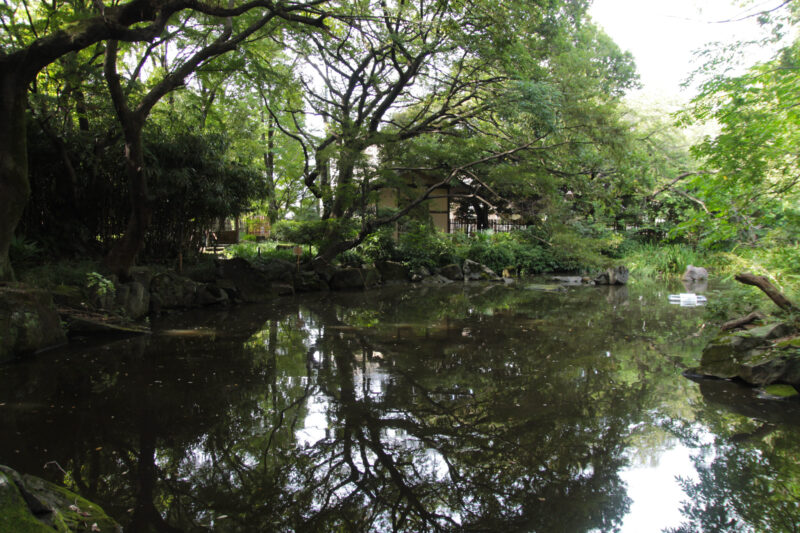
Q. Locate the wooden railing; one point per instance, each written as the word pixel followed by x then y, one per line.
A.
pixel 468 226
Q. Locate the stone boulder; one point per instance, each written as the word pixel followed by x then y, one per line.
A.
pixel 309 281
pixel 694 273
pixel 392 272
pixel 419 273
pixel 168 290
pixel 133 299
pixel 436 279
pixel 211 294
pixel 251 284
pixel 347 279
pixel 372 277
pixel 477 272
pixel 753 356
pixel 452 272
pixel 613 276
pixel 278 270
pixel 28 322
pixel 33 505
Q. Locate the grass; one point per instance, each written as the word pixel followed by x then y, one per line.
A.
pixel 656 261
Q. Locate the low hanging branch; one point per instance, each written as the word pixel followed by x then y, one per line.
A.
pixel 769 289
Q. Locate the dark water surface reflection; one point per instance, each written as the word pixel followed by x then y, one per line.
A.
pixel 469 408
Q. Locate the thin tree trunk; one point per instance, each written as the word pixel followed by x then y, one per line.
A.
pixel 123 254
pixel 15 189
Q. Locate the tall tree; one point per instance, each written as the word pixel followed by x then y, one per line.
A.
pixel 438 64
pixel 34 39
pixel 753 159
pixel 132 119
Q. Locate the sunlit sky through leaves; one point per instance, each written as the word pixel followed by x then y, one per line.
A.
pixel 663 35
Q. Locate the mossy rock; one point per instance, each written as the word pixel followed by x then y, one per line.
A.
pixel 32 505
pixel 14 512
pixel 28 321
pixel 781 391
pixel 544 287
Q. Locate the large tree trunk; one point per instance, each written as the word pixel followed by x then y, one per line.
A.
pixel 123 254
pixel 15 188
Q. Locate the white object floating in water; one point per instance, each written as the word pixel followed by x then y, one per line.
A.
pixel 688 299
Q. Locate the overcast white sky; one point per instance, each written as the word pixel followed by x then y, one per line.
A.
pixel 663 34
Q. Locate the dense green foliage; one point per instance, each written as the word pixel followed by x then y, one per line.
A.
pixel 517 111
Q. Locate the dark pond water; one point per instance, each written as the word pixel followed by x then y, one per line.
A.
pixel 466 408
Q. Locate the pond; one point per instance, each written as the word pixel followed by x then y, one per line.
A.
pixel 464 407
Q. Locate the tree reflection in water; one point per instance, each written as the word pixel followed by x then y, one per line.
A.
pixel 460 408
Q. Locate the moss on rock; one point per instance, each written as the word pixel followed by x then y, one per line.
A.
pixel 32 505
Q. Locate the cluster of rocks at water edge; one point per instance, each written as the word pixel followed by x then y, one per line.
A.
pixel 617 275
pixel 758 354
pixel 33 319
pixel 29 504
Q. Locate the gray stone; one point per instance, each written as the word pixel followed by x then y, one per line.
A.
pixel 28 322
pixel 419 273
pixel 278 270
pixel 751 356
pixel 211 294
pixel 477 272
pixel 173 290
pixel 323 269
pixel 452 272
pixel 372 278
pixel 436 279
pixel 694 273
pixel 136 303
pixel 347 279
pixel 33 505
pixel 613 276
pixel 309 281
pixel 252 285
pixel 568 280
pixel 392 272
pixel 143 275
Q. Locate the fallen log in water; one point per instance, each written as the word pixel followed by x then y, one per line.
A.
pixel 769 289
pixel 743 321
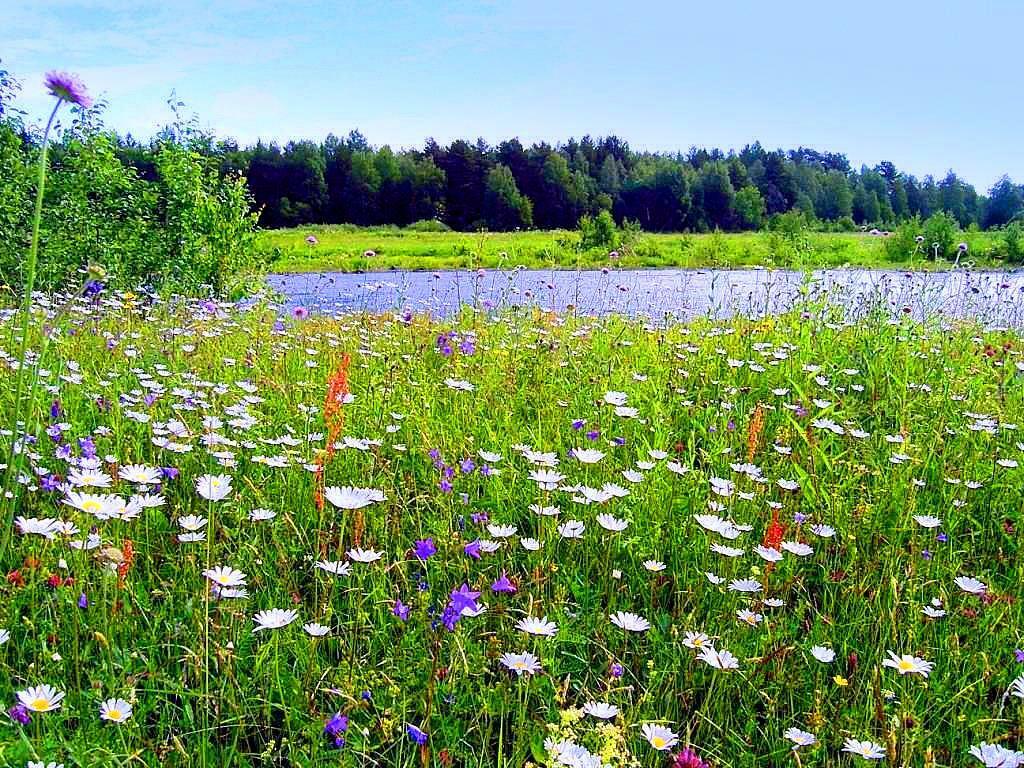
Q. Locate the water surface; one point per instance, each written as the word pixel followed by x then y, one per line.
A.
pixel 995 298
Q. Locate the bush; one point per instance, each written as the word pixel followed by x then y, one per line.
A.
pixel 902 244
pixel 429 225
pixel 941 236
pixel 182 226
pixel 1012 245
pixel 599 231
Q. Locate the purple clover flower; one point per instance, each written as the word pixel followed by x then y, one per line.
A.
pixel 503 585
pixel 400 610
pixel 424 549
pixel 19 714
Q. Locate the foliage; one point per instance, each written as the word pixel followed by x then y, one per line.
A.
pixel 174 221
pixel 342 248
pixel 903 245
pixel 347 180
pixel 504 206
pixel 750 207
pixel 835 441
pixel 598 231
pixel 941 236
pixel 1013 243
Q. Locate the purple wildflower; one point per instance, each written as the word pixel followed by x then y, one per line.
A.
pixel 687 758
pixel 424 548
pixel 503 585
pixel 69 88
pixel 335 728
pixel 88 448
pixel 19 714
pixel 464 598
pixel 400 610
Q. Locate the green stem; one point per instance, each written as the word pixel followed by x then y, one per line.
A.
pixel 30 284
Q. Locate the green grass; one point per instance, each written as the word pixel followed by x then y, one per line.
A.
pixel 207 690
pixel 345 248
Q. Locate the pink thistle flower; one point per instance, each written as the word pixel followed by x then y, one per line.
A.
pixel 68 87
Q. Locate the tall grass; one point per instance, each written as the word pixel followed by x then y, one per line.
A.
pixel 867 424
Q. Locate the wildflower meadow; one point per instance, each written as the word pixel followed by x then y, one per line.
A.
pixel 239 535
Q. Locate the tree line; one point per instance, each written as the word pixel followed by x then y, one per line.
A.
pixel 471 185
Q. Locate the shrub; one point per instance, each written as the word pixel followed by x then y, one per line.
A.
pixel 1012 246
pixel 902 244
pixel 429 225
pixel 941 236
pixel 182 225
pixel 598 231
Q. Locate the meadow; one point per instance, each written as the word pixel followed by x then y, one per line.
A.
pixel 347 248
pixel 245 538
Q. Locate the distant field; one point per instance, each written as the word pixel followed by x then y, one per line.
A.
pixel 363 249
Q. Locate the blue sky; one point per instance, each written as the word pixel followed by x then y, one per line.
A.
pixel 928 85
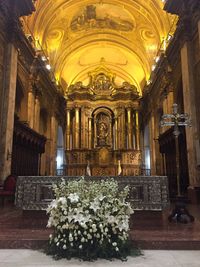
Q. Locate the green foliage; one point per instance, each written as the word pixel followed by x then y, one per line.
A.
pixel 90 220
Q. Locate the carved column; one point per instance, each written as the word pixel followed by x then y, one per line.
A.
pixel 121 127
pixel 190 108
pixel 37 114
pixel 31 107
pixel 129 128
pixel 90 132
pixel 77 128
pixel 137 130
pixel 83 128
pixel 116 132
pixel 68 129
pixel 53 145
pixel 7 110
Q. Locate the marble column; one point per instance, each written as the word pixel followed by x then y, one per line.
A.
pixel 83 128
pixel 121 128
pixel 68 129
pixel 90 132
pixel 7 110
pixel 53 146
pixel 137 130
pixel 152 144
pixel 77 128
pixel 190 108
pixel 31 108
pixel 116 133
pixel 37 114
pixel 129 129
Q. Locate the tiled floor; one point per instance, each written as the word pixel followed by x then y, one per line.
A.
pixel 150 258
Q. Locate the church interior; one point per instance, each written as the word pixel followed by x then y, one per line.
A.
pixel 87 89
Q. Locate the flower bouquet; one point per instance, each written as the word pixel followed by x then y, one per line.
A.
pixel 90 220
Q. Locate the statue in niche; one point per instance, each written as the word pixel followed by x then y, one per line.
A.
pixel 102 130
pixel 102 82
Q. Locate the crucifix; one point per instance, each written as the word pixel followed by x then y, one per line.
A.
pixel 175 119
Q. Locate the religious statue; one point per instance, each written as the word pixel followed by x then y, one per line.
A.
pixel 102 133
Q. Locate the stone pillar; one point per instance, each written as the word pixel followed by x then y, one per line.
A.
pixel 190 108
pixel 77 128
pixel 7 110
pixel 37 114
pixel 121 128
pixel 137 130
pixel 90 132
pixel 116 133
pixel 83 128
pixel 53 145
pixel 129 129
pixel 68 129
pixel 31 108
pixel 152 144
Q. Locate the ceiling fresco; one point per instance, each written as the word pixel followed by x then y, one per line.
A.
pixel 77 36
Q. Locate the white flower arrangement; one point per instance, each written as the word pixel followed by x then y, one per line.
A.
pixel 90 220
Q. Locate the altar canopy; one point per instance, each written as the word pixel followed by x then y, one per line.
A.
pixel 102 126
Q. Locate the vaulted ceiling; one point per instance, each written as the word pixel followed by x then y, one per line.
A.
pixel 123 35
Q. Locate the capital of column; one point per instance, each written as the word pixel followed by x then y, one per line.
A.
pixel 184 29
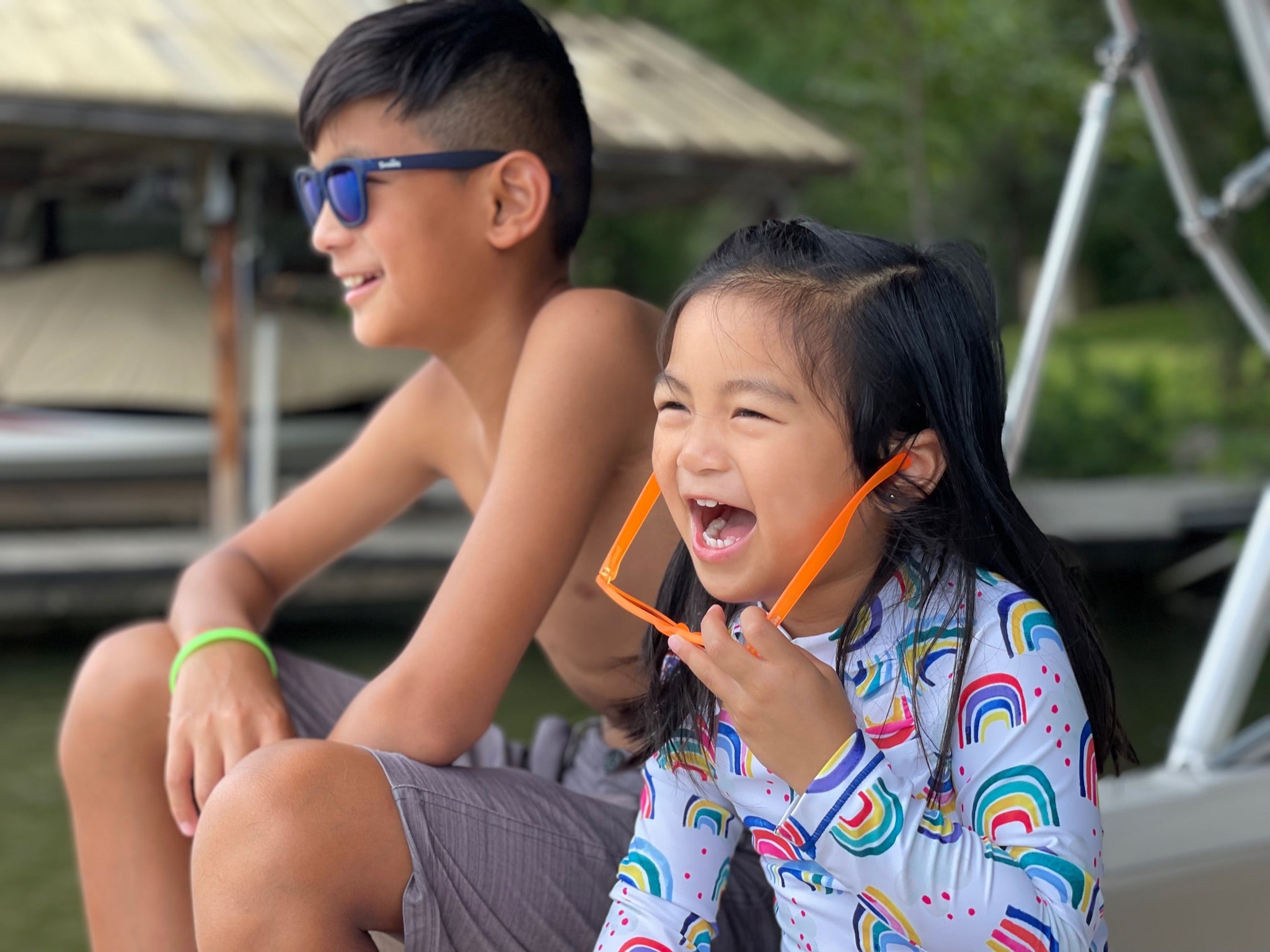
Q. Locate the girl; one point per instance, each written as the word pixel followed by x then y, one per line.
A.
pixel 915 751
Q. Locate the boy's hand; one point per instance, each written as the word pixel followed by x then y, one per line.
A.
pixel 788 706
pixel 225 706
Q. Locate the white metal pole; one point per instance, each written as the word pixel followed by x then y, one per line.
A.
pixel 1065 238
pixel 1233 654
pixel 1194 225
pixel 263 459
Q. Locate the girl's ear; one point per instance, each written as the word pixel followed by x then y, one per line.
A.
pixel 926 462
pixel 520 195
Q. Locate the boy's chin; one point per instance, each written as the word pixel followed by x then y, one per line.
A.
pixel 374 330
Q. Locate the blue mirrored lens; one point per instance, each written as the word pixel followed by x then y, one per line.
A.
pixel 310 197
pixel 346 196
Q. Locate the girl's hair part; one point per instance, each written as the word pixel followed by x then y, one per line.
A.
pixel 893 340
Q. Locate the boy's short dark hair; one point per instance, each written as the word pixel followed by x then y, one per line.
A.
pixel 485 74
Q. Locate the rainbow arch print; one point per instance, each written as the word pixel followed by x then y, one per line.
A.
pixel 1025 624
pixel 880 927
pixel 871 674
pixel 732 749
pixel 911 582
pixel 767 840
pixel 1021 932
pixel 793 833
pixel 702 814
pixel 989 578
pixel 642 945
pixel 868 625
pixel 721 879
pixel 875 826
pixel 686 752
pixel 648 798
pixel 814 876
pixel 896 729
pixel 939 822
pixel 1019 795
pixel 1089 763
pixel 919 650
pixel 989 701
pixel 1074 885
pixel 646 870
pixel 696 933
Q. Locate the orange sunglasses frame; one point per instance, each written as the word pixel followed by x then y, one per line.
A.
pixel 803 578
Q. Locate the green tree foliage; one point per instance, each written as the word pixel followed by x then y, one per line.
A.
pixel 964 112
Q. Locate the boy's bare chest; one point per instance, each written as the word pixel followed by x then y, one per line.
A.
pixel 588 640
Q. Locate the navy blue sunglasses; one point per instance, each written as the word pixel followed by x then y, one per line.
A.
pixel 343 182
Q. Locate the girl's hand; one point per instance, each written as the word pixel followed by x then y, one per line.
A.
pixel 225 706
pixel 788 706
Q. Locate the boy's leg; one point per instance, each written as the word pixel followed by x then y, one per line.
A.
pixel 302 848
pixel 134 862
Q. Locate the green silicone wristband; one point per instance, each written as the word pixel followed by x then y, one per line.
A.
pixel 213 637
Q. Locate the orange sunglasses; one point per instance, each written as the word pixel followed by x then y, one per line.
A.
pixel 803 578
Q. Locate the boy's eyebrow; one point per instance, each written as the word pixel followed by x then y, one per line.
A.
pixel 743 385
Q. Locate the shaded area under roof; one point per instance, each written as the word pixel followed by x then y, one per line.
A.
pixel 231 70
pixel 130 332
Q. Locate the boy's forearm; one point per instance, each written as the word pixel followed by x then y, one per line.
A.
pixel 221 589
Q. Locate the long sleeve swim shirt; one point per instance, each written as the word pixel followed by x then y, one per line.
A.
pixel 1005 855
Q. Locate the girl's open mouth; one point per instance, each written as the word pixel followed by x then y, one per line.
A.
pixel 719 530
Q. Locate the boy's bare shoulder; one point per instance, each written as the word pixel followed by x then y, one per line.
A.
pixel 418 414
pixel 606 329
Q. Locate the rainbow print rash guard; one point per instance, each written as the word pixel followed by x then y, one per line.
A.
pixel 1007 857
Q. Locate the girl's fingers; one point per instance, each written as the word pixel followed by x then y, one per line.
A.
pixel 704 668
pixel 762 635
pixel 733 659
pixel 178 775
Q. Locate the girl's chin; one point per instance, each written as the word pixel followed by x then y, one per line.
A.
pixel 732 591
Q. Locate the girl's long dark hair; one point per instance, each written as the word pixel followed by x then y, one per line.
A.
pixel 894 340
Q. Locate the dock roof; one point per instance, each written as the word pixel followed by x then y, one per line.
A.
pixel 231 70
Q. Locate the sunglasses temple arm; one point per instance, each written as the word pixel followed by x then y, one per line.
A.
pixel 831 540
pixel 648 496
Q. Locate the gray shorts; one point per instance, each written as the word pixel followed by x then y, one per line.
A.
pixel 509 858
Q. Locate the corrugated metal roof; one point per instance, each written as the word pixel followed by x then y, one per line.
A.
pixel 645 90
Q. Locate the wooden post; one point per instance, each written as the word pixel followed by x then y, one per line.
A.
pixel 226 462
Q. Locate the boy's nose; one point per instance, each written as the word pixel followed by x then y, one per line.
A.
pixel 328 235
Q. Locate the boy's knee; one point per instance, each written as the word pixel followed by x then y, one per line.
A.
pixel 286 833
pixel 121 687
pixel 254 828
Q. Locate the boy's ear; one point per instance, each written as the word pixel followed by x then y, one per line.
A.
pixel 926 464
pixel 520 196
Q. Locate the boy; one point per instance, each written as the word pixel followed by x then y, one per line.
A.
pixel 537 407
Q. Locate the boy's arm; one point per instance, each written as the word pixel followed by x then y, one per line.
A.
pixel 380 474
pixel 580 395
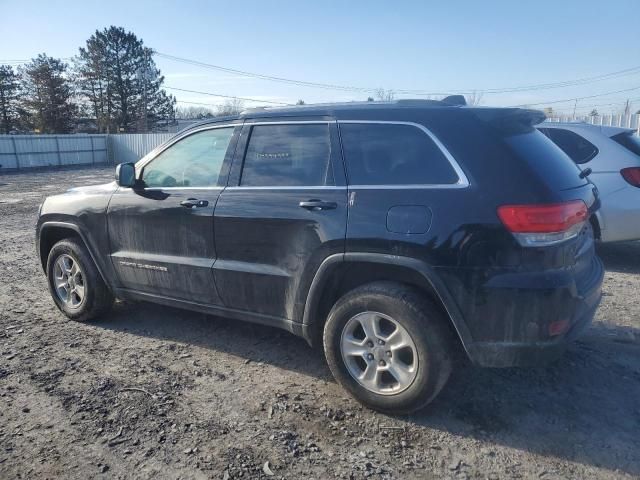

================================

● Task item: Filter the listing above for lines with the word "purple", and copy each one you find.

● Answer section:
Q. Locate the purple clover flower; one point per instance, each written as the word pixel followed by x then y, one per line.
Q. Locate the purple wildflower; one point per instance, each written as the word pixel followed by x then y, one per line.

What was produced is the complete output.